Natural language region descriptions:

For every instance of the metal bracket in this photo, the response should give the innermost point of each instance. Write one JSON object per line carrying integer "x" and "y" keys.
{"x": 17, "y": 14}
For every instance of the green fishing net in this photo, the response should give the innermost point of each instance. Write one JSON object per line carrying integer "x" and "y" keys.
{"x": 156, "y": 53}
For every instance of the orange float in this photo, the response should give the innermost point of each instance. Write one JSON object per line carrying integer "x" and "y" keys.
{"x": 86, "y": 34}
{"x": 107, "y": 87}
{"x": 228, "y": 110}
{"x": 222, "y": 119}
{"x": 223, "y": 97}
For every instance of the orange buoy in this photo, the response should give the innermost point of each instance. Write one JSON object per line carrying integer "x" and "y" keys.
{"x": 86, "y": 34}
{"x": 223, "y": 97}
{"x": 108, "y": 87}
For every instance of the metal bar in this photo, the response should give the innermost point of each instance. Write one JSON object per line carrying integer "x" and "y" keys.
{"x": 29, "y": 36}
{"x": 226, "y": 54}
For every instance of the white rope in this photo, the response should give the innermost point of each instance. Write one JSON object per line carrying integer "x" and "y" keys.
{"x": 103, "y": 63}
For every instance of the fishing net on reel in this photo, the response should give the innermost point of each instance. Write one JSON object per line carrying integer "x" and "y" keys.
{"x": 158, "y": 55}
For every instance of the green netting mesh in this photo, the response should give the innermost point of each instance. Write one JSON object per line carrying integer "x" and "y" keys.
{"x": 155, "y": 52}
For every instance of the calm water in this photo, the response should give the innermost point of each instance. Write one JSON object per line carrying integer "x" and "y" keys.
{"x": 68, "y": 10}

What you are asked to do: An exact copy of every record is needed; write it out in full.

Exercise response:
For every instance of the metal bracket in this photo, the response should give the innermost point of each instance. Write one JSON object per line carrying integer "x" and "y" keys.
{"x": 17, "y": 14}
For every instance of the green fishing net in this photo, the response should give the innermost point of each instance. Write one JSON object per line carrying integer "x" and "y" keys.
{"x": 156, "y": 53}
For every instance of the orange float in this photo, the response should give the innermost point of each instance. Write one JSON object per line carrying integer "x" and "y" keys.
{"x": 86, "y": 34}
{"x": 107, "y": 87}
{"x": 228, "y": 110}
{"x": 222, "y": 119}
{"x": 223, "y": 97}
For every instance of the orange buoy in this photo, the response should give the innermost point of each instance. Write one JSON object per line carrying integer "x" and "y" keys.
{"x": 86, "y": 34}
{"x": 223, "y": 97}
{"x": 108, "y": 87}
For every instance of the metal bar in this photo, the response should give the innermost point of each instance. Write one JSON object per line carrying integer "x" and "y" keys.
{"x": 29, "y": 36}
{"x": 226, "y": 54}
For every instance of the white rope in this photo, the response should give the innermost point of each instance. Write one JSON object per line carrying integer "x" and "y" keys.
{"x": 103, "y": 63}
For every instance of the fishing net on reel in this photo, the response should give the innermost point of each instance. Write one JSON object per line carrying integer "x" and "y" keys.
{"x": 158, "y": 55}
For every instance of the green netting mesh in this photo, the response should give the innermost point of each instance. Write one JSON object per line carrying integer "x" and "y" keys.
{"x": 155, "y": 52}
For every instance of the calm water in this photo, the response should give the innermost point of each instance. Write one JSON object per line carrying integer "x" and "y" keys.
{"x": 68, "y": 10}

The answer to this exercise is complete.